Reproduce the rows from the beginning up to and including the line containing "box: [946, 966, 986, 1527]".

(Records provided begins)

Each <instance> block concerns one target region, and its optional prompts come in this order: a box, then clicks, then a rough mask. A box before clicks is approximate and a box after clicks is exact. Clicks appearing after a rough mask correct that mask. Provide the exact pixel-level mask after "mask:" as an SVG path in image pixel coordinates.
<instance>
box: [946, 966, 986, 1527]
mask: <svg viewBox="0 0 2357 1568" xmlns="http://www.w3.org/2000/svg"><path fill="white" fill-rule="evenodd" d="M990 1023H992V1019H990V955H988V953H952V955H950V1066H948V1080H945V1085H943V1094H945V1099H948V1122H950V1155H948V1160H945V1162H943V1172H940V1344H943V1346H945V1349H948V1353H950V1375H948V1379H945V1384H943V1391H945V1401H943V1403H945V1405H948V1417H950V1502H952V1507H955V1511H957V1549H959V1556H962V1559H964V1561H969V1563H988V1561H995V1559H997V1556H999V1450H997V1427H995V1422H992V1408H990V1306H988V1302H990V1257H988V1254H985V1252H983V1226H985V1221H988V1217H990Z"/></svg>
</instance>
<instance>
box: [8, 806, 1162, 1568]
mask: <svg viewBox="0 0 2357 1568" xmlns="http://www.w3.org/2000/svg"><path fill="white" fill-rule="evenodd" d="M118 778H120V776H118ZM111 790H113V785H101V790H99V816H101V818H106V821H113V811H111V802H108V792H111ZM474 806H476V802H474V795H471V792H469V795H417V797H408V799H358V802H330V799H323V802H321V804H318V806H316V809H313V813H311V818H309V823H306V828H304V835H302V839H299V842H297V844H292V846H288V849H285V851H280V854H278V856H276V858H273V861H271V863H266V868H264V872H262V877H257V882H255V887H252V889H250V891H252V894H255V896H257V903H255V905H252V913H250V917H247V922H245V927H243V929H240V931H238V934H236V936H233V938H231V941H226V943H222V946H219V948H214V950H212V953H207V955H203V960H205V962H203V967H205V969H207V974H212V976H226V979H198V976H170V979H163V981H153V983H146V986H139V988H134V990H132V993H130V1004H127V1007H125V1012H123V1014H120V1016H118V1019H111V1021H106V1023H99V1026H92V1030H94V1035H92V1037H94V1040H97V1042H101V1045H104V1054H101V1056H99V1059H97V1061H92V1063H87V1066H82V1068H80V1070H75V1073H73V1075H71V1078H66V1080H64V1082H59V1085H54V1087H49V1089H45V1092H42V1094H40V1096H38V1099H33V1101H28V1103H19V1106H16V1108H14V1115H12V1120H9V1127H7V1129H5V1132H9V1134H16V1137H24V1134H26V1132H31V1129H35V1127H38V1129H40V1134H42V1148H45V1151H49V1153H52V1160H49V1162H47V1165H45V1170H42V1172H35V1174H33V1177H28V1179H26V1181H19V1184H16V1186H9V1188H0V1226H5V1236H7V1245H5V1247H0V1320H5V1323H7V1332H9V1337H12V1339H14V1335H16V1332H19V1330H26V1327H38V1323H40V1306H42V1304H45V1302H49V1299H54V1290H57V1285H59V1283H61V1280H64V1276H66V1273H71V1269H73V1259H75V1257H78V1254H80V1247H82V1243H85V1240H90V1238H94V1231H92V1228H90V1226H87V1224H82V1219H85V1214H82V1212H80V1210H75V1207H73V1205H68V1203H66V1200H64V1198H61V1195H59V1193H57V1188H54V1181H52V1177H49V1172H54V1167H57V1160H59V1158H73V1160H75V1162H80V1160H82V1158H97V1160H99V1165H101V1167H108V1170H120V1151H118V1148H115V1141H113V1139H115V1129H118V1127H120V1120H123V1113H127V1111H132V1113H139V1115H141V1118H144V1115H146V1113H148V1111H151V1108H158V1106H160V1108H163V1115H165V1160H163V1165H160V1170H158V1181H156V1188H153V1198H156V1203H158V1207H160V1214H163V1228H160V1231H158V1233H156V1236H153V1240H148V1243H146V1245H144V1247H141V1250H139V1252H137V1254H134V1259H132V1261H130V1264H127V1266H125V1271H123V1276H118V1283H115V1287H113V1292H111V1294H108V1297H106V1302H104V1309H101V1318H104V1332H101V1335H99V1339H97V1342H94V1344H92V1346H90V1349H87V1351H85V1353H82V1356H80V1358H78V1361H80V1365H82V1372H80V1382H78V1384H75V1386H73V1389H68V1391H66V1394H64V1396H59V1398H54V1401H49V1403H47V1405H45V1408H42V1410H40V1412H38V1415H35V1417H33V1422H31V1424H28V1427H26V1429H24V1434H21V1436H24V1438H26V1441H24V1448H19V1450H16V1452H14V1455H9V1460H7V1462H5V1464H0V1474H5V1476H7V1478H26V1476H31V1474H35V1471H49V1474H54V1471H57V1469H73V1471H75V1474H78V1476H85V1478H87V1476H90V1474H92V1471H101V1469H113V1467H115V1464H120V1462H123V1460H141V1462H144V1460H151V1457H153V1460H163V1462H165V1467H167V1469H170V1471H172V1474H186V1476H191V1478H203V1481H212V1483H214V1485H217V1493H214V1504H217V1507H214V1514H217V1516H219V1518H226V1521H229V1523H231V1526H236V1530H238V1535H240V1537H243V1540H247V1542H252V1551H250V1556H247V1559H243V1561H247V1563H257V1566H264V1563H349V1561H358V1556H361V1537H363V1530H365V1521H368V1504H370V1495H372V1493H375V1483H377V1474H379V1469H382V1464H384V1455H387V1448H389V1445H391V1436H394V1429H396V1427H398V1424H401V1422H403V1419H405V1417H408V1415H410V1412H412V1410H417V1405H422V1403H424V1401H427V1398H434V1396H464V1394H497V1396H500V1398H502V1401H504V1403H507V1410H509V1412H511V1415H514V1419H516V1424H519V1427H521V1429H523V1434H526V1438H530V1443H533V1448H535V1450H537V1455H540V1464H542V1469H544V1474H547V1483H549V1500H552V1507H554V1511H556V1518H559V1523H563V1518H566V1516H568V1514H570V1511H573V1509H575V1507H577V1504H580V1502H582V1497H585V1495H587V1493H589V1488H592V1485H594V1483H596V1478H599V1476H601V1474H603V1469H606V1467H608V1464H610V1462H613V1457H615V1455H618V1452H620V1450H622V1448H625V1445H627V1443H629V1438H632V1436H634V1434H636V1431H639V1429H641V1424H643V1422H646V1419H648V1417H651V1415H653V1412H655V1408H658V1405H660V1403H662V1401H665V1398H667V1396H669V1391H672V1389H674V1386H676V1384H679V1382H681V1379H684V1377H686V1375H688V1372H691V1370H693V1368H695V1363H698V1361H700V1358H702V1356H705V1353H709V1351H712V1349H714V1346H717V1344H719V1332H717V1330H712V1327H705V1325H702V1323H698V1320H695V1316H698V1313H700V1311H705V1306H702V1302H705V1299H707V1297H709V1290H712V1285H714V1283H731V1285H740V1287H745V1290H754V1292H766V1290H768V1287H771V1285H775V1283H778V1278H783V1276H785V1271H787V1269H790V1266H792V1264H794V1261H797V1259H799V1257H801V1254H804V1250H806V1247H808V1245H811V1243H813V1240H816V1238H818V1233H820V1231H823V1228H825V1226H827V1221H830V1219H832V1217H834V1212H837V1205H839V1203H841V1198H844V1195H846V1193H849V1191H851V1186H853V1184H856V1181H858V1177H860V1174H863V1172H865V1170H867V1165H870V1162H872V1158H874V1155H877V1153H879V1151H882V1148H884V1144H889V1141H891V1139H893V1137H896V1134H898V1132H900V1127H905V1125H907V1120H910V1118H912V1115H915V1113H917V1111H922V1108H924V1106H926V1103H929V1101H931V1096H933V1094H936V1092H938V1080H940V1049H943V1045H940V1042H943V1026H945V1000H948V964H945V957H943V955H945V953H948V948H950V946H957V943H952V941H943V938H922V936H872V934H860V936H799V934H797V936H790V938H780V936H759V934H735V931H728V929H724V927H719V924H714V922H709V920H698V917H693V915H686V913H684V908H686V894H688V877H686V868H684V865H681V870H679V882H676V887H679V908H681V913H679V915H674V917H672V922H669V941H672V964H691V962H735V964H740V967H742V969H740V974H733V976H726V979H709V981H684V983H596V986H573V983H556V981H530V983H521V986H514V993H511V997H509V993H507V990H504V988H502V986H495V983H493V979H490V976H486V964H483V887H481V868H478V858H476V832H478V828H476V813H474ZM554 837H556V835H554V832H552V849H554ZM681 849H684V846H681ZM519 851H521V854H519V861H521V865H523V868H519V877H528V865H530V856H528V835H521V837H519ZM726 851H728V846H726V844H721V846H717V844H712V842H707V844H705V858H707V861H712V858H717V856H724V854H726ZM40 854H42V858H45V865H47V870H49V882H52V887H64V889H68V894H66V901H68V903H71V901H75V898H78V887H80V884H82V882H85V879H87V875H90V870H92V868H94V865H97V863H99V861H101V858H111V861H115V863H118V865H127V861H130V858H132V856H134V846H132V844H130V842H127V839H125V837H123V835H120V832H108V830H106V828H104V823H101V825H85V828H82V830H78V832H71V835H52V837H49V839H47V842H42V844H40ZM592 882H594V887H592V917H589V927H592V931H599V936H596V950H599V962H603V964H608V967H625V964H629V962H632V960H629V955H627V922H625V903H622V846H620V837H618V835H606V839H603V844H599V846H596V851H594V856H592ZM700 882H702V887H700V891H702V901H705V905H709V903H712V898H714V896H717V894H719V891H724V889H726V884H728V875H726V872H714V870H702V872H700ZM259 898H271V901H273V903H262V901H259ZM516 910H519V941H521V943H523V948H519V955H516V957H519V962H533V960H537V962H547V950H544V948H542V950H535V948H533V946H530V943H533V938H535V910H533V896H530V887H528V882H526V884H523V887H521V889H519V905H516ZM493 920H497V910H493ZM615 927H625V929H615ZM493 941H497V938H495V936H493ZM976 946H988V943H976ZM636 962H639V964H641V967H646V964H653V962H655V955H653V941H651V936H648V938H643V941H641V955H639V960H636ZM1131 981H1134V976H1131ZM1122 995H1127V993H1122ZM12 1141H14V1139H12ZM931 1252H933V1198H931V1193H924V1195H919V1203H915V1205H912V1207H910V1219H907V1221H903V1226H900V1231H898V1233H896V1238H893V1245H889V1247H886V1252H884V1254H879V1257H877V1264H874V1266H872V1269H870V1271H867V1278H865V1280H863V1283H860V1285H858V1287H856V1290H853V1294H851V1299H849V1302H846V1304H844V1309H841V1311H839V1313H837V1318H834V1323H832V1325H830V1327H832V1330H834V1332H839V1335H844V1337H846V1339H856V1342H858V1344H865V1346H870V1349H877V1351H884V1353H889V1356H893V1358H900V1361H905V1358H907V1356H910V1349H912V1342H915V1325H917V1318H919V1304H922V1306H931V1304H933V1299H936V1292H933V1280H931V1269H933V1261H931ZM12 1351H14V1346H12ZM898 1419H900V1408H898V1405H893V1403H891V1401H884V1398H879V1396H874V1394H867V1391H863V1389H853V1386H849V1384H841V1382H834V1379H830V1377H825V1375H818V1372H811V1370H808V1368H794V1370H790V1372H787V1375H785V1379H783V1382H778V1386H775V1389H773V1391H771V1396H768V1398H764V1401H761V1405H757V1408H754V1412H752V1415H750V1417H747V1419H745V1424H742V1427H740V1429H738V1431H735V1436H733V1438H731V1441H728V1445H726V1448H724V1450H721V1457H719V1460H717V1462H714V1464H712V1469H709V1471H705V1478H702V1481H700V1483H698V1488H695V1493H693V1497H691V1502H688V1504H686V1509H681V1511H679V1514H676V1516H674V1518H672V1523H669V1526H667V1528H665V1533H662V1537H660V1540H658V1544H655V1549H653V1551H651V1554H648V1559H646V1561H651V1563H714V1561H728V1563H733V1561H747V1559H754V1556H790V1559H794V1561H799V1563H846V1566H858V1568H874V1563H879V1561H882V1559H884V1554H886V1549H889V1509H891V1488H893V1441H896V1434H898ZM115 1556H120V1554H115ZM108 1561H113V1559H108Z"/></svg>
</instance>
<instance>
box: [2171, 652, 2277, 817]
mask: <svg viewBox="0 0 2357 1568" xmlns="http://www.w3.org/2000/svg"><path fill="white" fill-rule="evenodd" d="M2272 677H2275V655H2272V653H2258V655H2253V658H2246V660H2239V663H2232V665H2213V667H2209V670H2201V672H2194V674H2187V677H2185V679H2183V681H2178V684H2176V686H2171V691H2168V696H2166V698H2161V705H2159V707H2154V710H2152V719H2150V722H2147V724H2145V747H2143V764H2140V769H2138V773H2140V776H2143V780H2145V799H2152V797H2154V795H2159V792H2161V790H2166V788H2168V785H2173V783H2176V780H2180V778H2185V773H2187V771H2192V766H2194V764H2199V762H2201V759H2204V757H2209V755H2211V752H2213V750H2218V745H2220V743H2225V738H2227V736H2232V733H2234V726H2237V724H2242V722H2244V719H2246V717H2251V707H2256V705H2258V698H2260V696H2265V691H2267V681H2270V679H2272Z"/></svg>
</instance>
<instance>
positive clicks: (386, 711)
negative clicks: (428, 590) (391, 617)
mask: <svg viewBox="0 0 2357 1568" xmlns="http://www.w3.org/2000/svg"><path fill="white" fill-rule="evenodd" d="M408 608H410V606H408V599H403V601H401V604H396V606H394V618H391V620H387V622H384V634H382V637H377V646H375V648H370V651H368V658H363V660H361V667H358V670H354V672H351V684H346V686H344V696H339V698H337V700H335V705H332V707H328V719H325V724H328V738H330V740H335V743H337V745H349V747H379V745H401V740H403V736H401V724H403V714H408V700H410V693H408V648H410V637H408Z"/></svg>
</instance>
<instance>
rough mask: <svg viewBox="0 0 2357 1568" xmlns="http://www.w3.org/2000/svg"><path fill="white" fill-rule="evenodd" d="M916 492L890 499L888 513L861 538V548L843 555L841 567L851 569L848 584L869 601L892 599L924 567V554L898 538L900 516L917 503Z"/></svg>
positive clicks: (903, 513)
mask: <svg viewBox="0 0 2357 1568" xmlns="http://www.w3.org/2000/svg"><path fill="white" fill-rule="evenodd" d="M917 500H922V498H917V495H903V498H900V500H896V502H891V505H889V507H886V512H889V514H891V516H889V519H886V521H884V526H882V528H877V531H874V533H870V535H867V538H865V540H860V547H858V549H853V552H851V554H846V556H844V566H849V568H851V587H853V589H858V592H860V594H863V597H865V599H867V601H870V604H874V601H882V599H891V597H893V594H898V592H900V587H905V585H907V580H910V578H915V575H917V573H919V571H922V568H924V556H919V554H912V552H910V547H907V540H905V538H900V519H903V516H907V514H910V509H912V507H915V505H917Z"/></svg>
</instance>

(Records provided ends)

### Exercise solution:
Each <instance> block concerns one target region, and its optional prompts come in this order: a box, then clicks, then a rough mask. A box before clicks is approximate and a box after clicks is exact. Clicks appearing after a rough mask correct that mask. Provide the exact pixel-level mask after "mask:" as an SVG path in image pixel coordinates.
<instance>
box: [946, 966, 986, 1527]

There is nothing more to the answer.